C’était l’époque où Charles Pasqua était Ministre de l’Intérieur, l’époque d’Apostrophe, des débuts du Sida et des manifestations contre la réforme des universités. La droite réactionnaire se lâchait pour justifier la sévérité des répressions et caricaturait le gauchisme des étudiants qui demandaient le Retrait du projet de la loi Devaquet. Louis Pauwels fanfaronnait sur « la jeunesse atteinte d’un sida mental » dans son édito du Figaro Magazine, « Le Monôme des zombies». Malik Oussekine avait 22 ans, il sortait d’un club du quartier latin. Dans la nuit du 5 au 6 décembre 1986,  il a été battu à mort dans un hall d’immeuble par des CRS envoyés contre les manifestants. Sa mort est devenue un symbole, symbole arrogant du pouvoir qui a couvert la bavure policière et justifié la violence en réponse à la contestation sociale. Symbole surtout d’un crime raciste.

_ _ _

- Tâche demandée -
D'après l'extrait sur la mort de Malik Oussekine, où a-t-il été battu à mort ?

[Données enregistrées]
_ _ _

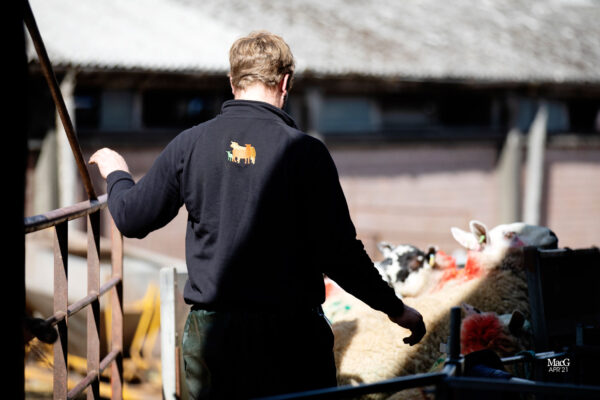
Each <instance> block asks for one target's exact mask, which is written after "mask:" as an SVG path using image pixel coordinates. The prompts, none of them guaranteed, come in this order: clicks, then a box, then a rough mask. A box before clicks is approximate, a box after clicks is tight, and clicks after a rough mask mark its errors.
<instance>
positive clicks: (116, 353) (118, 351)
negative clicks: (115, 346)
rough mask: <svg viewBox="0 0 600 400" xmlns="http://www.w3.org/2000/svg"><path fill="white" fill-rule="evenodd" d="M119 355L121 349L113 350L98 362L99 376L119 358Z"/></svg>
mask: <svg viewBox="0 0 600 400" xmlns="http://www.w3.org/2000/svg"><path fill="white" fill-rule="evenodd" d="M119 354H121V349H113V350H112V351H111V352H110V353H108V354H107V355H106V357H104V358H103V359H102V361H100V372H99V374H101V373H102V372H104V370H105V369H106V368H107V367H108V366H109V365H110V363H112V362H113V361H116V359H117V358H118V357H119Z"/></svg>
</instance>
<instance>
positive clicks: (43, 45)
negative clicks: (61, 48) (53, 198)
mask: <svg viewBox="0 0 600 400" xmlns="http://www.w3.org/2000/svg"><path fill="white" fill-rule="evenodd" d="M24 20H25V25H27V29H28V30H29V34H30V35H31V39H32V41H33V44H34V46H35V50H36V52H37V55H38V59H39V62H40V65H41V67H42V72H43V74H44V77H45V78H46V81H47V82H48V87H49V88H50V93H51V94H52V99H53V100H54V104H55V105H56V109H57V111H58V115H59V116H60V119H61V121H62V123H63V126H64V128H65V132H66V133H67V138H68V139H69V144H70V145H71V150H72V151H73V156H74V157H75V162H76V163H77V168H78V169H79V174H80V175H81V180H82V181H83V186H84V187H85V191H86V192H87V195H88V198H89V199H90V200H95V199H96V198H97V196H96V192H95V191H94V185H93V184H92V180H91V179H90V174H89V171H88V169H87V167H86V165H85V161H84V160H83V156H82V154H81V146H80V145H79V141H78V140H77V136H76V135H75V129H74V128H73V123H72V122H71V118H70V117H69V112H68V111H67V107H66V105H65V101H64V99H63V97H62V94H61V92H60V88H59V87H58V82H57V80H56V75H55V74H54V70H53V69H52V64H51V63H50V59H49V58H48V53H47V52H46V47H45V46H44V41H43V40H42V36H41V35H40V31H39V29H38V27H37V23H36V22H35V18H34V16H33V11H32V10H31V6H30V5H29V1H25V4H24Z"/></svg>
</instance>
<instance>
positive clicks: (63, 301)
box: [53, 221, 69, 400]
mask: <svg viewBox="0 0 600 400" xmlns="http://www.w3.org/2000/svg"><path fill="white" fill-rule="evenodd" d="M68 243H69V229H68V223H67V221H65V222H61V223H60V224H58V225H56V226H55V228H54V315H57V314H58V313H63V314H66V311H67V307H68V305H69V303H68V256H69V253H68ZM67 339H68V330H67V319H66V318H63V319H62V320H61V321H60V322H59V323H58V340H57V341H56V342H55V343H54V373H53V382H54V383H53V385H54V386H53V387H54V390H53V391H54V399H55V400H59V399H61V400H62V399H64V398H65V397H67V391H68V387H67Z"/></svg>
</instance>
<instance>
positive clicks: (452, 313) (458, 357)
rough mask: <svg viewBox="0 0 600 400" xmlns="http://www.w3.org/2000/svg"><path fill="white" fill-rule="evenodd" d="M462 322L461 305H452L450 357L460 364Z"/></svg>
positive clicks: (451, 310)
mask: <svg viewBox="0 0 600 400" xmlns="http://www.w3.org/2000/svg"><path fill="white" fill-rule="evenodd" d="M460 322H461V317H460V307H452V308H451V309H450V340H449V342H450V343H449V347H450V349H449V350H450V351H449V359H450V362H452V363H455V364H458V363H459V361H460ZM457 372H460V371H457ZM459 375H460V373H459Z"/></svg>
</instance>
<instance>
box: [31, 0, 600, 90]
mask: <svg viewBox="0 0 600 400" xmlns="http://www.w3.org/2000/svg"><path fill="white" fill-rule="evenodd" d="M30 3H31V7H32V9H33V12H34V14H35V16H36V19H37V21H38V25H39V28H40V31H41V33H42V36H43V38H44V40H45V43H46V46H47V48H48V53H49V55H50V57H51V60H52V61H53V63H55V64H62V65H75V66H79V67H91V68H118V69H142V70H158V71H178V70H186V71H192V72H204V73H206V72H217V73H226V71H227V69H228V60H227V52H228V50H229V47H230V46H231V43H232V42H233V41H234V40H235V39H236V38H238V37H240V36H243V35H245V34H247V33H248V32H250V31H252V30H256V29H267V30H270V31H272V32H274V33H277V34H280V35H282V36H283V37H284V38H285V40H286V41H287V42H288V43H289V44H290V46H291V48H292V50H293V52H294V55H295V56H296V58H297V67H298V72H300V73H303V72H304V73H307V72H310V73H314V74H320V75H326V76H330V75H345V74H358V75H363V76H383V77H396V78H405V79H476V80H486V81H487V80H492V81H495V80H500V81H504V80H508V81H551V82H600V23H598V21H600V1H599V0H532V1H526V0H478V1H472V0H454V1H438V0H418V1H417V0H413V1H409V0H405V1H396V0H373V1H369V2H365V1H349V0H348V1H344V0H329V1H322V0H287V1H281V0H253V1H246V0H126V1H122V0H121V1H118V0H102V1H97V0H96V1H92V0H53V1H47V0H30ZM30 54H31V57H34V56H33V50H31V51H30Z"/></svg>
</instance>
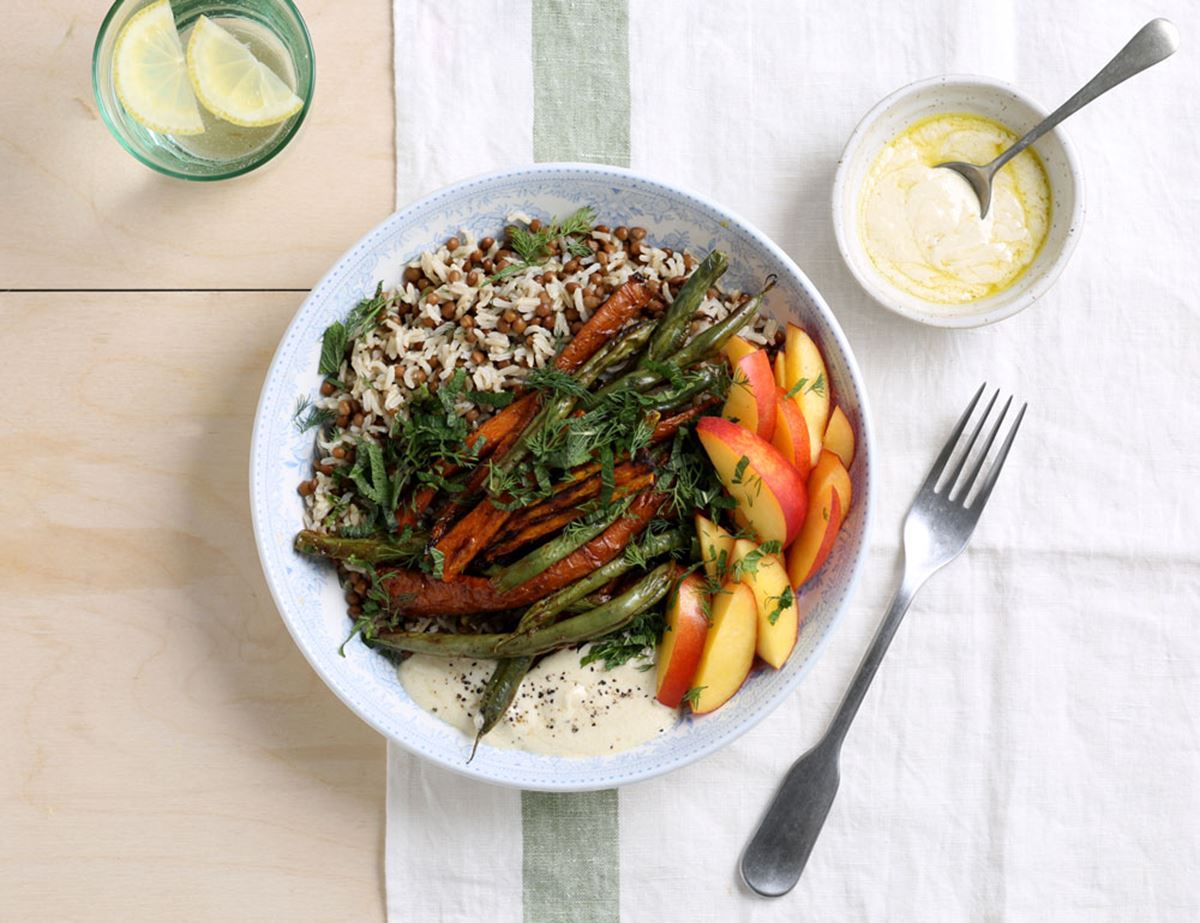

_ _ _

- Réponse finale -
Dans un hall d’immeuble.